◆ **Excerpt**:
——

CDC Release January 30, 2008
With respect to an upcoming episode of a new ABC series, "Eli Stone":
- No one at CDC has viewed this program. As with all entertainment programs that include a health and medical focus or storyline, it is very helpful if those shows are scientifically and medically accurate. In this case, that would apply to the show's provision and depiction of immunization recommendations and the safety of vacines. Extensive reviews of the scientific and medical evidence by experts worldwide have concluded that recommended childhood vaccines, including influenza vaccine (flu shot), do not cause autism or autism spectrum disorders.
- It would be unfortunate if this program, or any program, caused a parent to forgo a recommended childhood vaccination. If parents or caregivers have questions about vaccines or vaccines and autism based on this show, we encourage them to talk with their child's doctor or health care provider. They can also get additional information by calling: 1-800-CDC-INFO or by going to the CDC's website: CDC.gov/autism
- We hope that people will keep in mind that this show is a work of fiction. It is common practice for producers and writers of entertainment programs, such as TV shows, to take extensive creative liberties with real-world events and issues to make their programs more interesting and entertaining. For example, "mercuritol", is a fictional vaccine ingredient. As such, viewers need to be mindful that entertainment programs often include inaccuracies and exaggerations.
- Entertainment-based television shows can be a source of information and education for viewers, but typically are not, nor should they be, a primary source for health and medical information. Though it is a work of fiction, this show may still cause alarm or concern for parents. As always, we encourage parents who have questions or concerns about vaccines to talk to their child's physician or health care provider about any medical issues.
- We are not aware of any court in the U.S. that has found that vaccines or any ingredient in vaccines caused autism or an autism spectrum disorder (ASD).
- It is important to remember, vaccines protect and save lives. Vaccines protect infants, children and adults from the unnecessary harm and premature death caused by vaccine-preventable diseases such as polio, whooping cough, and measles. Before the development of vaccines, thousands of babies died or were seriously disabled every year from these diseases. Because immunization programs of the 20th century were so successful, many of today's young parents do not understand that the risk for these diseases to re-emerge is real.

——

◆ **Stored data entries**:
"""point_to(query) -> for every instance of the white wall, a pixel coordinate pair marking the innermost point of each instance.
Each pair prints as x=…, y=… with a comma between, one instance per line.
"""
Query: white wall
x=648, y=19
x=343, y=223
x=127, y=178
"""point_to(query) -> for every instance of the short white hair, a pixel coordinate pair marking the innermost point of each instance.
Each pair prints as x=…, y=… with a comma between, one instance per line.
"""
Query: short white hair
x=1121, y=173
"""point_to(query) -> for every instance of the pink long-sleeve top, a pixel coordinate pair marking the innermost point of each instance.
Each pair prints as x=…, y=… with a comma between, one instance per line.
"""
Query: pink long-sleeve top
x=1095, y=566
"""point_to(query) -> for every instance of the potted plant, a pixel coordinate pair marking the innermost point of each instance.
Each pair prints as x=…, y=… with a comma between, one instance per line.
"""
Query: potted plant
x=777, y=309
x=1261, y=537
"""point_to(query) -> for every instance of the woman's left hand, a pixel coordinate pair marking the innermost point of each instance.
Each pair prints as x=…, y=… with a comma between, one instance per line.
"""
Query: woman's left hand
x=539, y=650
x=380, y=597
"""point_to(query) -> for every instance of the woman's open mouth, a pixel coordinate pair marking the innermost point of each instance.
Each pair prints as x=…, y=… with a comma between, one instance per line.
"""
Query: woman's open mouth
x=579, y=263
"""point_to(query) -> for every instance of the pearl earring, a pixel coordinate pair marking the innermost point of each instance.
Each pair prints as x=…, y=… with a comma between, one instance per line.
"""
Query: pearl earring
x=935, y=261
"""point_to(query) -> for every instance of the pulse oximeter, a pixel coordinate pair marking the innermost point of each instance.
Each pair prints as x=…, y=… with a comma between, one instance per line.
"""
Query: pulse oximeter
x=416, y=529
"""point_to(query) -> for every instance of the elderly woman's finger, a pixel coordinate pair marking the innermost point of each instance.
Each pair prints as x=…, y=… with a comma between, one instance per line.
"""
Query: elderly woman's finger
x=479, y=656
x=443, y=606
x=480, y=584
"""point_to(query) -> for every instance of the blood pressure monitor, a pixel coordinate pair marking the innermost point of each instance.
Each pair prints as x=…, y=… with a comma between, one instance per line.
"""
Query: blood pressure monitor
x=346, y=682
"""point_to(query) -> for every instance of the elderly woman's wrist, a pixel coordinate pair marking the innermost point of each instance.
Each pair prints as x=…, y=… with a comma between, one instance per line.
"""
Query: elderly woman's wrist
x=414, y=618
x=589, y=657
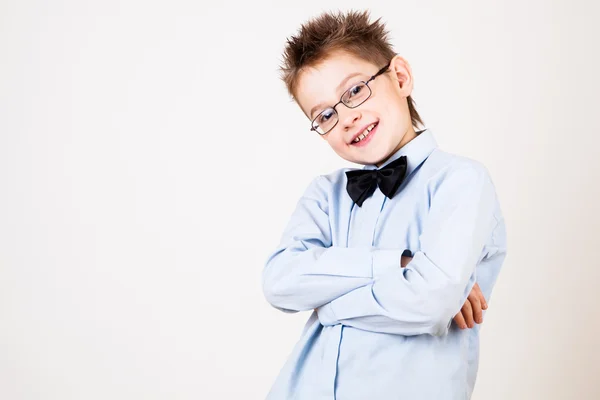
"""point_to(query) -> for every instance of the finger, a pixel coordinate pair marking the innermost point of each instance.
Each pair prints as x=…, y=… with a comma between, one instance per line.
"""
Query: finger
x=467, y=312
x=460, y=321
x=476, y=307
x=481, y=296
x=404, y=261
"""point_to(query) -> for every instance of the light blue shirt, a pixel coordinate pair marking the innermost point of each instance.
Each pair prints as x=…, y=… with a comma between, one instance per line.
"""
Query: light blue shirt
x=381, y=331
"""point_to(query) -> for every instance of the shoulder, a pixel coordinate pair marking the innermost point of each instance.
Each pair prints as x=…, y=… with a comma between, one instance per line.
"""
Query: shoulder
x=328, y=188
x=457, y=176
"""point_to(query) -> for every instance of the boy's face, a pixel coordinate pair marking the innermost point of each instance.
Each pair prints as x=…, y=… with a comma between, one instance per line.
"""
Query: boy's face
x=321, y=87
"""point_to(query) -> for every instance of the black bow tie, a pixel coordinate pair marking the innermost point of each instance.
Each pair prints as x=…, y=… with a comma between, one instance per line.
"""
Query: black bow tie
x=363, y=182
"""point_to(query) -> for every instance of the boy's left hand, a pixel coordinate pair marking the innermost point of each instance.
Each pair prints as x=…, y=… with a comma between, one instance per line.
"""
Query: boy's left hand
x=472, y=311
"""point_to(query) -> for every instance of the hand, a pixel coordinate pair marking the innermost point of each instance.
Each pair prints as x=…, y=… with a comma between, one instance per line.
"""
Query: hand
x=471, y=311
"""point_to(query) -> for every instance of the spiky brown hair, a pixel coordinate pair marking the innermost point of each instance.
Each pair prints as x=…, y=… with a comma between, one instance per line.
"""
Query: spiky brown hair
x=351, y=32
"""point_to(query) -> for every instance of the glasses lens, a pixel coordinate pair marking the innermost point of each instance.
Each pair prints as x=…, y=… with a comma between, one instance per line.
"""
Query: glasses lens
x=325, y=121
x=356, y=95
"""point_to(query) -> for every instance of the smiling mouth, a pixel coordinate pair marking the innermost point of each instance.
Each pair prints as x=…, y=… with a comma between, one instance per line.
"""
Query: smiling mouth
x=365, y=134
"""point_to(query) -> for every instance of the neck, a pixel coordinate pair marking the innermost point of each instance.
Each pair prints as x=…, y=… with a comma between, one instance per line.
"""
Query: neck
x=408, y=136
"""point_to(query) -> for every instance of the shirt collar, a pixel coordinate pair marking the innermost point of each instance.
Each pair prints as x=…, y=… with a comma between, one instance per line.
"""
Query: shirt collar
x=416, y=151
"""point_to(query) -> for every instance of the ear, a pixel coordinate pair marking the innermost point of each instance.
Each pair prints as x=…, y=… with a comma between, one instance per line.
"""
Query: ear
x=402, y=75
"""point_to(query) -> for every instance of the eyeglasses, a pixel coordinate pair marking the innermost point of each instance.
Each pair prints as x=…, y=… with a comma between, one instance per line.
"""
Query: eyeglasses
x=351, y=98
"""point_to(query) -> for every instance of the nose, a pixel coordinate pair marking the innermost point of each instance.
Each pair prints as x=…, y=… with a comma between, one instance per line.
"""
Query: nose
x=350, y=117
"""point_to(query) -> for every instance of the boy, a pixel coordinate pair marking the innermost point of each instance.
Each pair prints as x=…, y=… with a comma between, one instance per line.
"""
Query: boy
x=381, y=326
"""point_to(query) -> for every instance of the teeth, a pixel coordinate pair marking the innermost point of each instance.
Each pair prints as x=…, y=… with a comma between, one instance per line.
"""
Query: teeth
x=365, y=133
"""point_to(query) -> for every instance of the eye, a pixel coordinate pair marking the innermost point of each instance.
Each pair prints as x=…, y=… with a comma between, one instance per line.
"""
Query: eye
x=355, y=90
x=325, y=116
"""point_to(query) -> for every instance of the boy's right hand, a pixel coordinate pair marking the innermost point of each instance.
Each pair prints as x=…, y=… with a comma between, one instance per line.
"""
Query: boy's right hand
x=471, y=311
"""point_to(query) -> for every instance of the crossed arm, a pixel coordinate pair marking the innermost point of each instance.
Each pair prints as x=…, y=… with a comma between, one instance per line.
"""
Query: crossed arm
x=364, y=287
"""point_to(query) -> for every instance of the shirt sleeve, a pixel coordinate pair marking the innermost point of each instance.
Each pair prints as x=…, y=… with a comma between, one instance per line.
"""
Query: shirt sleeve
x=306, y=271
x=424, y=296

——

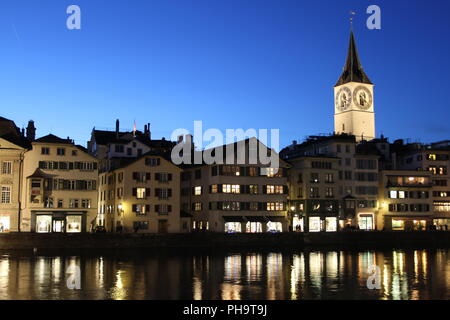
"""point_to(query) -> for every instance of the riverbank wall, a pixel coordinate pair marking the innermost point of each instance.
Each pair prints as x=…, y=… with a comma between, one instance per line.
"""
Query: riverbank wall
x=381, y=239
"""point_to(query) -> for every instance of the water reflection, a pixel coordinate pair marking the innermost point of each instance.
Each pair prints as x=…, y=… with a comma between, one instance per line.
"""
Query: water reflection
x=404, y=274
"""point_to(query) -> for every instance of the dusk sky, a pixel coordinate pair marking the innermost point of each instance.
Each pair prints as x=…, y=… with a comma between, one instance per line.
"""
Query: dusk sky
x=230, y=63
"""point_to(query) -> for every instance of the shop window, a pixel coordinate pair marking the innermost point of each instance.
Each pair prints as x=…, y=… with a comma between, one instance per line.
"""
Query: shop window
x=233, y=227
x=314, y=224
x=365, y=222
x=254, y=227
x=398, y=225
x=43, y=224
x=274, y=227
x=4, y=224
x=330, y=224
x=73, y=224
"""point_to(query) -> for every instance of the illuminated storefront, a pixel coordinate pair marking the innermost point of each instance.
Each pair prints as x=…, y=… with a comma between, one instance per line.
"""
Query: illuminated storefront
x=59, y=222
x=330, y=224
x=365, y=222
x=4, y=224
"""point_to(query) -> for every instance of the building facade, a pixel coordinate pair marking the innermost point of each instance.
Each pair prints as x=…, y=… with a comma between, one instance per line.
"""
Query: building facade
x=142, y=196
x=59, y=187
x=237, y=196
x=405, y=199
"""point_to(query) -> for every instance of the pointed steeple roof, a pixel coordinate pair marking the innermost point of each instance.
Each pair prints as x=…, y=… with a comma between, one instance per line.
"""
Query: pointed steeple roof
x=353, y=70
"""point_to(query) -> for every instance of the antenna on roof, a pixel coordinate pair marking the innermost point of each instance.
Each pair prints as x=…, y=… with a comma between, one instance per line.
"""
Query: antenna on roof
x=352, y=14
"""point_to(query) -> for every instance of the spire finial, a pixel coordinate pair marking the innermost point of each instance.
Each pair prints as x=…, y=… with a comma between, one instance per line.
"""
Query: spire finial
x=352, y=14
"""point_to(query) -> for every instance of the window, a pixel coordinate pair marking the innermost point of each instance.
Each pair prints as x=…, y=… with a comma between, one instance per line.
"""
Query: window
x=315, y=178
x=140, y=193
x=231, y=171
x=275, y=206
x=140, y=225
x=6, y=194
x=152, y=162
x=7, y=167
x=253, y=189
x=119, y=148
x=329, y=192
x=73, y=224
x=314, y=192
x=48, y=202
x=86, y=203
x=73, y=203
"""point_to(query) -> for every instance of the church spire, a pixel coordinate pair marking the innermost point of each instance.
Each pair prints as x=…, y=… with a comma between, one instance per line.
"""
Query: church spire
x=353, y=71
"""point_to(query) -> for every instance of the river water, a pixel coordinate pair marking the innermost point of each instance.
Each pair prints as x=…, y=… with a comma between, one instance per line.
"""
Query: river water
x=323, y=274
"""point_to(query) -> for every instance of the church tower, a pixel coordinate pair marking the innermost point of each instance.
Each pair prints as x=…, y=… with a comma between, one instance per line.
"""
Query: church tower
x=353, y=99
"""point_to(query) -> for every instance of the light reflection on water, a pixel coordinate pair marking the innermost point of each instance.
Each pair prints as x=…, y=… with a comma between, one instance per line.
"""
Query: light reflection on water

——

◆ **What you need to do**:
Summarize the CDC release on the "Eli Stone" episode in two sentences.

◆ **Your solution**:
The CDC states that no one there has viewed the upcoming "Eli Stone" episode, that expert reviews worldwide have concluded recommended childhood vaccines do not cause autism, and that it knows of no U.S. court finding that vaccines or their ingredients caused autism. It reminds viewers that the show is a work of fiction, urges parents with vaccine concerns to talk to their child's doctor or health care provider, and stresses that vaccines protect and save lives by preventing diseases such as polio, whooping cough, and measles.